Exercise description | Please write out the records again, starting at their beginning and ending with the line that contains "x=204 y=293". Swap "young woman" for "smiling woman" and leave everything else unchanged.

Object location annotation records
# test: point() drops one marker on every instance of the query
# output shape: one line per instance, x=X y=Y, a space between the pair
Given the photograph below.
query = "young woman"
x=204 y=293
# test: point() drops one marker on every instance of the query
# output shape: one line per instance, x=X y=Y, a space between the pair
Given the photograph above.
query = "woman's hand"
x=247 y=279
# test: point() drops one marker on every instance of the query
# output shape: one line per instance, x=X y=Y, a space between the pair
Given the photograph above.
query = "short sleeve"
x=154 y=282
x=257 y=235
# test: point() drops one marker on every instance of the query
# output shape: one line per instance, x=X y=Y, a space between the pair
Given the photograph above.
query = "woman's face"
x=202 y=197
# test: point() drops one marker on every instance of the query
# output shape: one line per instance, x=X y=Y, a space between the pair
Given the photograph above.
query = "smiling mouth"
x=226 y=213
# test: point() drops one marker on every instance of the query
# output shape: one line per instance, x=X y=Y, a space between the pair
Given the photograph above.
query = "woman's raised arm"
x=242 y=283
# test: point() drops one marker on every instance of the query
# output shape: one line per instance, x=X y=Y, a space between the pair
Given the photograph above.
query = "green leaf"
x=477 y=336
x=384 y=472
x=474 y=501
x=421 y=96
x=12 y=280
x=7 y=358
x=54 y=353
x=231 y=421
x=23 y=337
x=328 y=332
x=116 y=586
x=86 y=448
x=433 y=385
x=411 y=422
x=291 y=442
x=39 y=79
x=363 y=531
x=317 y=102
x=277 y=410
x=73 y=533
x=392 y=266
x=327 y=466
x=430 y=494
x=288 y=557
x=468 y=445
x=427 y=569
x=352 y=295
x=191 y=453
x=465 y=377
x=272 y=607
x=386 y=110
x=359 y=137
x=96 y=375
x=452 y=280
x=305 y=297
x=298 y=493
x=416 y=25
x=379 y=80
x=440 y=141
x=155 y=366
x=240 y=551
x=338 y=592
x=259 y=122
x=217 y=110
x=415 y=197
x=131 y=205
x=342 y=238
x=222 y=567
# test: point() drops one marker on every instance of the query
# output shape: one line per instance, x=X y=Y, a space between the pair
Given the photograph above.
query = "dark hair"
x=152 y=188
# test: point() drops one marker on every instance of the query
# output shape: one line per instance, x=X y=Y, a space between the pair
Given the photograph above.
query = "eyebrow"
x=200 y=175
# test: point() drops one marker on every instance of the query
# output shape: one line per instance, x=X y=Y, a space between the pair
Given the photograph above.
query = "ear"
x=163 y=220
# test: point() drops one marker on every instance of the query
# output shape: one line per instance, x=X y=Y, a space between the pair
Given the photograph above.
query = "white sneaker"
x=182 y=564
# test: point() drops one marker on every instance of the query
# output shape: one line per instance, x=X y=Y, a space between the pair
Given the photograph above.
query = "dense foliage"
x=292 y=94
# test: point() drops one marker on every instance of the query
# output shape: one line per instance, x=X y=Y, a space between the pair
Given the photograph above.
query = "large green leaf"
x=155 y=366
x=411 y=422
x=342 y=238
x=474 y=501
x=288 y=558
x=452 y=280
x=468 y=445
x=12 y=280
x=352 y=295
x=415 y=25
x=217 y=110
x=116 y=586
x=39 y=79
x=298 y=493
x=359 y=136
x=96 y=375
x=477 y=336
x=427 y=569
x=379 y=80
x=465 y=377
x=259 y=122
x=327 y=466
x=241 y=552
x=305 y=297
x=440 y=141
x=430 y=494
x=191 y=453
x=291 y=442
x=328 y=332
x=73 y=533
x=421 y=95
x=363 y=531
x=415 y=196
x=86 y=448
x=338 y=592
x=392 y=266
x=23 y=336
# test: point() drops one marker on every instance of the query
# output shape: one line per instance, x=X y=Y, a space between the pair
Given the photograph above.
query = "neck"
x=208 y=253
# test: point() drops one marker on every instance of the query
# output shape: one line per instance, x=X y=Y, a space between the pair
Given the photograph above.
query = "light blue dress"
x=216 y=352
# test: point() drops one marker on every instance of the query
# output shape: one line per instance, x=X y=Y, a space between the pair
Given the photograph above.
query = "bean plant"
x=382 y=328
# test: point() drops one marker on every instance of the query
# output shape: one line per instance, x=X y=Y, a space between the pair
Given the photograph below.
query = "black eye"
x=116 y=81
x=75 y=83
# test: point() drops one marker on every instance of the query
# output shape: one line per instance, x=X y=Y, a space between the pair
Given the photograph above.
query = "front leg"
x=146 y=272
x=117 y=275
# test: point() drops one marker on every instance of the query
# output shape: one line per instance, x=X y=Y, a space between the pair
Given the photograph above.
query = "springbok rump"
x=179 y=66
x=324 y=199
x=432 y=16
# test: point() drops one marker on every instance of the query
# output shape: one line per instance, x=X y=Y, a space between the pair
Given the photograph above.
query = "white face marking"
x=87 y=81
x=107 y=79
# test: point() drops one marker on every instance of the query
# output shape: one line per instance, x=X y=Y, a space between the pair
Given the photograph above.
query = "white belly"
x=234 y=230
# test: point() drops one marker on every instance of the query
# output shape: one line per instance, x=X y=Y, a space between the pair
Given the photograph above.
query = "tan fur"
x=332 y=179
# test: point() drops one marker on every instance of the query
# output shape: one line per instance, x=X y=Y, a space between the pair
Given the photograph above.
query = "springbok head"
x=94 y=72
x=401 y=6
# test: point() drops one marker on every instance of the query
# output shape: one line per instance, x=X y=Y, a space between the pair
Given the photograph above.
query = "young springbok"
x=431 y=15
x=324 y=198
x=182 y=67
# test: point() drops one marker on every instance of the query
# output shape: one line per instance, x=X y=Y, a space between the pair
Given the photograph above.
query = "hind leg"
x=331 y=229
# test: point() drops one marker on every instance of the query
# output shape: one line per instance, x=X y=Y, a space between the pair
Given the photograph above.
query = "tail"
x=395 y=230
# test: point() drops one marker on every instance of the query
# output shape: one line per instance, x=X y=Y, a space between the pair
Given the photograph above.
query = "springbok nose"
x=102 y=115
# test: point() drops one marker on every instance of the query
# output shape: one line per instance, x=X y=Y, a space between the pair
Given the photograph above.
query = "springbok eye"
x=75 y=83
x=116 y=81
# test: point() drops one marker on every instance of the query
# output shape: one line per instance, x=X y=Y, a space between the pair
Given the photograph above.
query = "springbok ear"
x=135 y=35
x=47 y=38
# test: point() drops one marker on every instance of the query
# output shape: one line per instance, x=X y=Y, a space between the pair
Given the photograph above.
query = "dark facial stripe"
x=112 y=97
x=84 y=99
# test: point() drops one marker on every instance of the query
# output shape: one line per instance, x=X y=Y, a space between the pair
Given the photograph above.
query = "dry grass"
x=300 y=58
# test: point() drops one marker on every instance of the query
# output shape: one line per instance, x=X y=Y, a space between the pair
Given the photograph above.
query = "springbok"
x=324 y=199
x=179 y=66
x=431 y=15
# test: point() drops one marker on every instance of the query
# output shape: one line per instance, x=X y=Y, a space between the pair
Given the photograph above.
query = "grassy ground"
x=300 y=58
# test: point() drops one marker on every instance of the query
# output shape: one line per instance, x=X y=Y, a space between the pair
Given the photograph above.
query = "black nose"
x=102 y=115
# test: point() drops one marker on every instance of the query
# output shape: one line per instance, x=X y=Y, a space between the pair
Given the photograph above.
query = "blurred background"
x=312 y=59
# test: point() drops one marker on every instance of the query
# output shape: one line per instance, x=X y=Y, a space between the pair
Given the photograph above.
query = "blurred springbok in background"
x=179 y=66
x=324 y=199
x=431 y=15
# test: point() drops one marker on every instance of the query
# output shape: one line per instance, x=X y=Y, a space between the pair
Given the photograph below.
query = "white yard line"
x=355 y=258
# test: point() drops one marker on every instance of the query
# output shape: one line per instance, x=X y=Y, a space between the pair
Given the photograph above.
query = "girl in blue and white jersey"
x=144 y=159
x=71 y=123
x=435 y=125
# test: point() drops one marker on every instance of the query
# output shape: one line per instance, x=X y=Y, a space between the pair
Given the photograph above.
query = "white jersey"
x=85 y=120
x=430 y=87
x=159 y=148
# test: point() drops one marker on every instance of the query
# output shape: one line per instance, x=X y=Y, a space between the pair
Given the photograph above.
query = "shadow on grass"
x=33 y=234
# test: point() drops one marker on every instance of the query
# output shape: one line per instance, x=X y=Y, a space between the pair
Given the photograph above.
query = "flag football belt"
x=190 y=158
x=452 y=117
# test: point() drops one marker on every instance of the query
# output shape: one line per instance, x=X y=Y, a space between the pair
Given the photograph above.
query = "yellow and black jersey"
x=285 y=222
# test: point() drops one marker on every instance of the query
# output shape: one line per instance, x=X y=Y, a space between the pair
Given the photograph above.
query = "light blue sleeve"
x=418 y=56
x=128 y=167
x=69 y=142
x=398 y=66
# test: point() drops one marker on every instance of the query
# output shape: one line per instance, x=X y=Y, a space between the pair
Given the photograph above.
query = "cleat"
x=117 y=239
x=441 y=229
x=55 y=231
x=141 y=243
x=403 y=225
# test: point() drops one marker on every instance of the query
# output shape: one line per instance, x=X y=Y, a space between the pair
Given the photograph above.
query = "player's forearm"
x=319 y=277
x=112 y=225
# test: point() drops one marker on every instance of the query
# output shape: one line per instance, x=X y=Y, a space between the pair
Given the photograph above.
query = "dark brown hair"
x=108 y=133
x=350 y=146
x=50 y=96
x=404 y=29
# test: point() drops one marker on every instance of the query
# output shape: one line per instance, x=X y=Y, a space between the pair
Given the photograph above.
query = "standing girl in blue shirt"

Completed exercise |
# test: point() drops one marker on every instance of the query
# output shape: one line per instance, x=X y=Y, a space between the pair
Given the photograph below.
query = "smiling woman"
x=204 y=293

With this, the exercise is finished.